SELECTED PASSAGE
To this end, the controller 210 may include a communication module 211, a sampling data extractor 213, an abnormal signal discriminator 214, an abnormal signal analyzer 215, a pattern analyzer 216, and an output module 217.

The communication module 211 may be connected to the detection sensor 100 by wire or wirelessly and receive an acoustic signal having an ultrasonic band transmitted from the detection sensor 100. As described above, the acoustic signal input to the communication module of the server may be, for example, data information on a signal which has been sampled and filtered to an ultrasonic band.

The sampling data extractor 213 may extract sampling data by canceling noise from the ultrasonic band signal input through the communication module. Specifically, the acoustic signal coming from a factory environment where the facility 10 is located may be an acoustic signal with unnecessary noise information such as the mechanical sound of other machines or parts and human noise of the facility 10 synthesized therein.

The sampling data extractor 213 may filter and cancel noise from the acoustic signal to thereby extract sampling data from the acoustic signal generated by a specific part of the facility 10, and use the extracted sampling data in data analysis to thereby increasing the accuracy of the analysis.

As described above, the controller may sample the acoustic signal measured in the facility, perform ultrasonic band filtering, and determine and analyze sampling data in the form of row data without noise, analyze a pattern in a time-series manner, and provide prediction information regarding the facility to the user or the administrator.

In order to perform these operations, the controller may include the signal discriminator 214, the abnormal signal analyzer 215, and the pattern analyzer 216 as described above.

SUPPLIED DATA
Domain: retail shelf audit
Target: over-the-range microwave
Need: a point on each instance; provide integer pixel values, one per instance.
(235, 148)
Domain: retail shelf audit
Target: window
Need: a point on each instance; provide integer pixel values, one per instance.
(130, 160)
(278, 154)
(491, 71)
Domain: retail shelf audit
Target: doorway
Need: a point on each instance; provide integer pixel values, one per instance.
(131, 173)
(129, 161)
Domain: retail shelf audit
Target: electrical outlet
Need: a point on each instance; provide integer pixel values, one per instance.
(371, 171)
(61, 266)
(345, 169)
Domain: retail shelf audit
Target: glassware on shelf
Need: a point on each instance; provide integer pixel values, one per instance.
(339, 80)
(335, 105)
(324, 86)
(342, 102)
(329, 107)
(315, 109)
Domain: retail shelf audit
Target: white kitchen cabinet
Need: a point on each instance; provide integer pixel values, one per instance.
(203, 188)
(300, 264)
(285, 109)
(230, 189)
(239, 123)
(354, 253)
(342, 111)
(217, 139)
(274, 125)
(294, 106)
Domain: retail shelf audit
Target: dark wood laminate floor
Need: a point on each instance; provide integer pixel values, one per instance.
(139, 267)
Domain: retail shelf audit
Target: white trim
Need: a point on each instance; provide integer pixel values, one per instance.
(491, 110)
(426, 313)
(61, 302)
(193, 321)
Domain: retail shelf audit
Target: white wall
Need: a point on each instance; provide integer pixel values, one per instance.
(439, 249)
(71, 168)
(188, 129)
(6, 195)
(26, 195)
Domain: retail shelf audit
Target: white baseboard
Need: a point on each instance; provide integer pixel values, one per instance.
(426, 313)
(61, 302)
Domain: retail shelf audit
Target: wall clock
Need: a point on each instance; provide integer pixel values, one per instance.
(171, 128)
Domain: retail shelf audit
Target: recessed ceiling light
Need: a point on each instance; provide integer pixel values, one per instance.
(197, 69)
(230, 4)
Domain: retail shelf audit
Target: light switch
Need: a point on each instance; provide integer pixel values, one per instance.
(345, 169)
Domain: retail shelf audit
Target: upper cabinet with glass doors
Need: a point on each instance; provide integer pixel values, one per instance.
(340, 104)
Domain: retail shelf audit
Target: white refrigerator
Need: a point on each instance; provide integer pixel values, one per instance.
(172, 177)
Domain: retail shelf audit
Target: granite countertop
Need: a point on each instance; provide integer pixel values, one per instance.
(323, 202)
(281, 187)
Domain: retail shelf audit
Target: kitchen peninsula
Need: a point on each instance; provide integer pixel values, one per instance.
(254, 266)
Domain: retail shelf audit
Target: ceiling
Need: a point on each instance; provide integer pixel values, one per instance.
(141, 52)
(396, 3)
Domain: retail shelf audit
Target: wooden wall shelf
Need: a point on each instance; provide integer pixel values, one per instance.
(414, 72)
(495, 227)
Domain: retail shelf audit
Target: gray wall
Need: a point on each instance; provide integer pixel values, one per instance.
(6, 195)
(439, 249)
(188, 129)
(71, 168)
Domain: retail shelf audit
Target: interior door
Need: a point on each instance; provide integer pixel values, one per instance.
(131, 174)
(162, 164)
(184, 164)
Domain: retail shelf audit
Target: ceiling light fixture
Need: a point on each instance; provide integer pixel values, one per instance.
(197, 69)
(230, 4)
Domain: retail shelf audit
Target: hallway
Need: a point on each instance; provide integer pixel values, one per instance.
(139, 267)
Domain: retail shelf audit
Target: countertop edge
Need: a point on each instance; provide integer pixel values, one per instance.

INSTRUCTION 1
Answer these from the controller description:
(a) By what means may the communication module 211 be connected to the detection sensor 100?
(b) What two examples of unnecessary noise in the acoustic signal from the factory environment are given?
(c) To whom does the controller provide prediction information regarding the facility?
INSTRUCTION 2
Translate this sentence from the controller description into Spanish: "The communication module 211 may be connected to the detection sensor 100 by wire or wirelessly and receive an acoustic signal having an ultrasonic band transmitted from the detection sensor 100."
INSTRUCTION 3
List every component that the first sentence of the controller description says the controller 210 may include, with its reference number.

RESPONSE 1
(a) By wire or wirelessly.
(b) The mechanical sound of other machines or parts, and human noise of the facility 10.
(c) To the user or the administrator.

RESPONSE 2
El módulo de comunicación 211 puede estar conectado al sensor de detección 100 por cable o de forma inalámbrica y recibir una señal acústica con una banda ultrasónica transmitida desde el sensor de detección 100.

RESPONSE 3
- communication module 211
- sampling data extractor 213
- abnormal signal discriminator 214
- abnormal signal analyzer 215
- pattern analyzer 216
- output module 217